- TASK DESCRIPTION
Below are records; output all of them exactly.

Dataset entries
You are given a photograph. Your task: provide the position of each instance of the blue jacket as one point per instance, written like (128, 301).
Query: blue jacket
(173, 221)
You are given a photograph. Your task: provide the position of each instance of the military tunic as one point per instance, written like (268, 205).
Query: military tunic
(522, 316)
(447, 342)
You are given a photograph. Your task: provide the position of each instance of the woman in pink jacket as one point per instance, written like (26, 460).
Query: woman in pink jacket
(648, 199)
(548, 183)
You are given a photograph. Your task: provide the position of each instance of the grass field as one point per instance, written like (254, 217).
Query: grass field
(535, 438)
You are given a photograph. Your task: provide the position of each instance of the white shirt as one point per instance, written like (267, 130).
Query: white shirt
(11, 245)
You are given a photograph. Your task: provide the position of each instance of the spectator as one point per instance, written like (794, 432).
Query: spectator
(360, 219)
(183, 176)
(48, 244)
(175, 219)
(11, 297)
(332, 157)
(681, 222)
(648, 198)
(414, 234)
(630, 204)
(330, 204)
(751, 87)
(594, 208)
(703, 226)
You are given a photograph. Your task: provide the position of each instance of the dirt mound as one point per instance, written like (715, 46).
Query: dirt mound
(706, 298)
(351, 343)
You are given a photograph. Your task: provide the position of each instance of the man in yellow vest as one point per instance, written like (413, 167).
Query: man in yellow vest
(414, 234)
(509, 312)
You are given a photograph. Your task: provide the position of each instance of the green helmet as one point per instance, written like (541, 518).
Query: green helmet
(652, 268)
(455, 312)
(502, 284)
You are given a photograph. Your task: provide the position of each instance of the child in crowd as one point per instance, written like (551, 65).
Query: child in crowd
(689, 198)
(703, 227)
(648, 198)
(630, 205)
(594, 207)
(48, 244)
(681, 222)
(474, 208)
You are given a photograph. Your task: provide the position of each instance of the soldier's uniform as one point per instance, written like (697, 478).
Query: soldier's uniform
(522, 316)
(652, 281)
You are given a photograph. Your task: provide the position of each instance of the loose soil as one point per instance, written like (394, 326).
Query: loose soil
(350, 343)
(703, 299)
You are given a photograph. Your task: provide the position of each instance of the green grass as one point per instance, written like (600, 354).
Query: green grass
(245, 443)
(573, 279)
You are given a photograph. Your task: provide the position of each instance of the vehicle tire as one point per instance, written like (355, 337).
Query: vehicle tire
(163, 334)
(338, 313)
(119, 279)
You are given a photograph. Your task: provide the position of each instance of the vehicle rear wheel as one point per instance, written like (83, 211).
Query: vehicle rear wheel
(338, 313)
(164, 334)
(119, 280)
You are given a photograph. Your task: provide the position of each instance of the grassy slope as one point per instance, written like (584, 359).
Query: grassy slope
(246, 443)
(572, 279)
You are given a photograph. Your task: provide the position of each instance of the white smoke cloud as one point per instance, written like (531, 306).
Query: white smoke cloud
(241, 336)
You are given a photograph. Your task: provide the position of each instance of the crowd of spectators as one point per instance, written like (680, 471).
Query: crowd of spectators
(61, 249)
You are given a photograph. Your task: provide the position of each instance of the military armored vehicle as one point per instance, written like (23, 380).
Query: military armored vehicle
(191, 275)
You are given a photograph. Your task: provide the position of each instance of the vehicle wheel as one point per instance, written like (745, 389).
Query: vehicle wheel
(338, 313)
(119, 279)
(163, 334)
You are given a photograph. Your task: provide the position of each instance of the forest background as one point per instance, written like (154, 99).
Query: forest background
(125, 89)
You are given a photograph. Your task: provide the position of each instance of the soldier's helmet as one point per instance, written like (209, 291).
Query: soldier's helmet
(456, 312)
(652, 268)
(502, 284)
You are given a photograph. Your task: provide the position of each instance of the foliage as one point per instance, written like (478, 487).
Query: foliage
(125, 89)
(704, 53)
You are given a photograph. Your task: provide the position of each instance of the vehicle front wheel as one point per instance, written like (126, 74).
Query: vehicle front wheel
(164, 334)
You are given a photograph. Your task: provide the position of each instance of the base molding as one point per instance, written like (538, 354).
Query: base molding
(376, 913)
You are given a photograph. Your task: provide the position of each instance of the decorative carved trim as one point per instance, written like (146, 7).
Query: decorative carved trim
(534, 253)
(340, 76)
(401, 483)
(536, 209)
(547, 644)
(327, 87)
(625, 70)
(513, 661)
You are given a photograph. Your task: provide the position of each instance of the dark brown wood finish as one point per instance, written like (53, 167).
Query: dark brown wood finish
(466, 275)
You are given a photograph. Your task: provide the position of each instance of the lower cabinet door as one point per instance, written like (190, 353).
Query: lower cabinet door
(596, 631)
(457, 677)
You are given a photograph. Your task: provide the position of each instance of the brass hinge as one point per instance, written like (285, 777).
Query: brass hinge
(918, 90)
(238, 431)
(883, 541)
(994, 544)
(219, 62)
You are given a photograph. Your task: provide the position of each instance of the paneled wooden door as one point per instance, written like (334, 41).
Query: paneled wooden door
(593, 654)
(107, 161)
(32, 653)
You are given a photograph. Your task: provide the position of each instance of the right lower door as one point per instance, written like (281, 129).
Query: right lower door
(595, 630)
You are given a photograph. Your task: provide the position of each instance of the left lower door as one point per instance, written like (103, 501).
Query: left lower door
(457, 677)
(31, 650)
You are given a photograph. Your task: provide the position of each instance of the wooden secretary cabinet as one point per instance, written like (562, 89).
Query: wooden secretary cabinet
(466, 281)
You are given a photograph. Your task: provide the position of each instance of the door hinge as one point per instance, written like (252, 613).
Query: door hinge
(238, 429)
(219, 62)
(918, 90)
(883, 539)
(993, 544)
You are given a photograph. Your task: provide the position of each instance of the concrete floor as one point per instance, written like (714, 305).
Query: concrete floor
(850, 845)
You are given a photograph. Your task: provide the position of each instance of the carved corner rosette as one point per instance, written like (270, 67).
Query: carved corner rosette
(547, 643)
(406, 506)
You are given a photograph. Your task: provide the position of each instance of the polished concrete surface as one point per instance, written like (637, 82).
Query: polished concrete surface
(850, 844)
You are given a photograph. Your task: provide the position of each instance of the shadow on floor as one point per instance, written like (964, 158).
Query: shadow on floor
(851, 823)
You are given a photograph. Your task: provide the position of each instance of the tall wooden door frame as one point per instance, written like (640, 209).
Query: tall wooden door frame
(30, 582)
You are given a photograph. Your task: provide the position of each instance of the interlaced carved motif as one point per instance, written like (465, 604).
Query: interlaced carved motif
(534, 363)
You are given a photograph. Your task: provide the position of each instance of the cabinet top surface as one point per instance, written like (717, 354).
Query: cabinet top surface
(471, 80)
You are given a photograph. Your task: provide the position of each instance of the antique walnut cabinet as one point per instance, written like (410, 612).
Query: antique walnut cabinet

- OUTPUT FOR THIS EXERCISE
You are given a photograph. Your task: provide the position of each instance of the blue jacket as one point per instance, written like (128, 301).
Query: blue jacket
(173, 221)
You are given a photograph. Your task: provide the position of each instance of the military tunic as one point per instance, written like (268, 205).
Query: military tunic
(522, 316)
(447, 342)
You are given a photograph. Your task: provide the position of each instance of the woman in pink jacket as one point per instance, written like (26, 460).
Query: woman in pink jacket
(648, 199)
(548, 183)
You are given a photograph. Your task: provide the position of each instance of the grass field as one point per instance, written like (254, 217).
Query: grass field
(535, 438)
You are given a photograph. Your task: provide the position of each instance of the white shirt as one point per instance, written like (267, 130).
Query: white shirt
(11, 245)
You are given a photograph. Your task: provide the position of each instance of the spectator as one point per instance, written like (794, 432).
Query: spectator
(360, 219)
(183, 176)
(48, 244)
(175, 219)
(11, 297)
(332, 157)
(681, 222)
(648, 198)
(414, 234)
(630, 204)
(330, 204)
(751, 87)
(594, 208)
(703, 226)
You are given a photograph. Your task: provide the position of each instance of the dirt mound as one point per instance, written like (715, 46).
Query: dirt mound
(706, 298)
(351, 343)
You are given a photograph. Your task: provide the position of each instance of the man in yellow vest as one point per instance, written like (413, 167).
Query: man in yellow vest
(414, 234)
(509, 312)
You are given a photograph. Your task: provide the position of each instance of the green helmet as one point per instance, written like (541, 518).
Query: green helmet
(652, 268)
(455, 312)
(502, 284)
You are given a photograph. Your task: provide the position of each instance of the child in crowd as one point per instance, written like (551, 65).
Query: child in crowd
(689, 198)
(703, 227)
(648, 198)
(630, 205)
(594, 207)
(48, 244)
(681, 222)
(474, 208)
You are given a photograph. Your task: provide the position of each instance of the soldier's uniform as one point per instance, written like (697, 478).
Query: soldier's uniform
(522, 316)
(652, 281)
You are given a photograph. Your task: provide the position of each instance of the loose soil as one point per instance, written like (394, 326).
Query: loose soil
(350, 343)
(703, 299)
You are given a photograph. Your task: provide the position of each instance of the green grass as one point per instance, written like (600, 354).
Query: green grass
(245, 443)
(573, 279)
You are given a photograph. Your task: provide the position of each instance of the vehicle tire as one point per instance, written like (355, 337).
Query: vehicle tire
(163, 334)
(338, 313)
(119, 279)
You are given a photograph. Your task: provide the position of each instance of the vehicle rear wheel as one point per instance, written like (83, 211).
Query: vehicle rear wheel
(338, 313)
(164, 334)
(119, 280)
You are given a photograph. Your task: provide the position of each instance of the grassy slope as one point per instance, written like (584, 359).
Query: grassy slope
(246, 443)
(572, 279)
You are given a photograph. Your task: provide the position of each instance of the white smoke cloud as one point per instance, written like (531, 306).
Query: white smoke cloud
(241, 336)
You are given a photograph. Your task: provide the position of each instance of the crowd of spectators as one point per instance, written like (680, 471).
Query: crowd of spectators
(61, 249)
You are given a photograph. Your task: provide the position of each instance of the military armored vehicle as one point per instance, written like (23, 380).
Query: military armored vehicle
(191, 275)
You are given a photograph. Your task: provide the position of each instance of the vehicle wheel as one point per instance, written like (745, 389).
Query: vehicle wheel
(338, 313)
(119, 279)
(163, 334)
You are given a photograph. Your task: provide the position of each instance of the forest background as one point per instance, written like (154, 99).
Query: forest background
(125, 89)
You are given a photograph. Your task: provide the position of each instance of the soldier's helmet as one point per instance, written like (209, 291).
Query: soldier's helmet
(456, 312)
(652, 268)
(502, 284)
You are given a photograph. Your task: provide the position of each instance of the foliage as one point per instance, written like (478, 487).
Query: foliage
(125, 89)
(704, 53)
You are given a photograph. Your task: provide the position of each instance of the vehicle front wheel as one point per instance, written like (126, 74).
Query: vehicle front wheel
(164, 334)
You are given a photograph. Your task: provide the position of each instance of the base molding as one point per instance, written like (538, 354).
Query: base molding
(376, 913)
You are given a photograph. Your task: provide the position of each instance of the decorative carved trim as one point per instance, written like (146, 7).
Query: decorative carved trim
(534, 253)
(340, 76)
(401, 483)
(536, 209)
(547, 644)
(327, 87)
(625, 70)
(513, 661)
You are given a photograph. Your task: provide the position of each instance of the dark brown wood finish as one point per instance, written like (53, 167).
Query: dark brown wood finish
(466, 275)
You are given a photograph. Your task: provide the position of each instance of the lower cabinet door as one point per instance, written like (190, 353).
Query: lower cabinet door
(596, 631)
(457, 677)
You are given a photograph. Your task: provide the position of each instance of the brass hinge as one point per instance, written like (285, 777).
Query: brass hinge
(918, 90)
(238, 431)
(883, 541)
(994, 544)
(219, 62)
You are given a photograph. Your task: provide the position of each instance of the paneled wooden door as one point per instance, written like (334, 41).
Query: paneled wooden door
(593, 654)
(107, 161)
(32, 653)
You are given a photograph. Your task: provide the position of each instance of the right lower door as one point per instance, written like (281, 129).
Query: right lower door
(595, 630)
You are given a photograph. Your task: provide the position of each instance of the left lower door as one point per instance, written like (103, 501).
Query: left lower door
(457, 677)
(31, 650)
You are given a photograph. Your task: provide the position of each instance of the wooden secretary cabinet as one point per instance, written like (562, 89).
Query: wooden secretary cabinet
(466, 281)
You are given a photograph. Your task: provide the position of each instance of the door hinge as one point per instance, written like (252, 613).
Query: door hinge
(238, 429)
(219, 62)
(918, 90)
(883, 539)
(993, 544)
You are given a photograph. Your task: provide the position of each instance of the concrete floor as one point per instance, written like (714, 305).
Query: concrete floor
(850, 845)
You are given a photograph. Your task: provide the position of each instance of the carved corner rosette as one point per instance, written like (270, 67).
Query: carved corner rosette
(547, 643)
(406, 506)
You are given a photograph. Your task: provide the position of each instance of the polished concrete surface as one point per instance, written like (637, 82).
Query: polished concrete surface
(850, 844)
You are given a photograph. Your task: provide the position of each instance of the shadow on floor as one point per instance, written like (964, 158).
Query: shadow on floor
(851, 823)
You are given a photograph. Your task: provide the position of each instance of the tall wooden door frame as one point per instance, written like (640, 209).
Query: tall wooden door frame
(30, 582)
You are given a photograph. Your task: provide the position of each instance of the interlaced carved motif as one point per instance, written like (465, 604).
Query: interlaced carved motif
(534, 363)
You are given a photograph. Your task: provide the position of each instance of the cabinet top surface as one point per instance, written like (717, 354).
Query: cabinet top surface
(471, 80)
You are given a photograph. Your task: provide the position of each instance of the antique walnut cabinet as one point per instance, written like (410, 612).
Query: antique walnut cabinet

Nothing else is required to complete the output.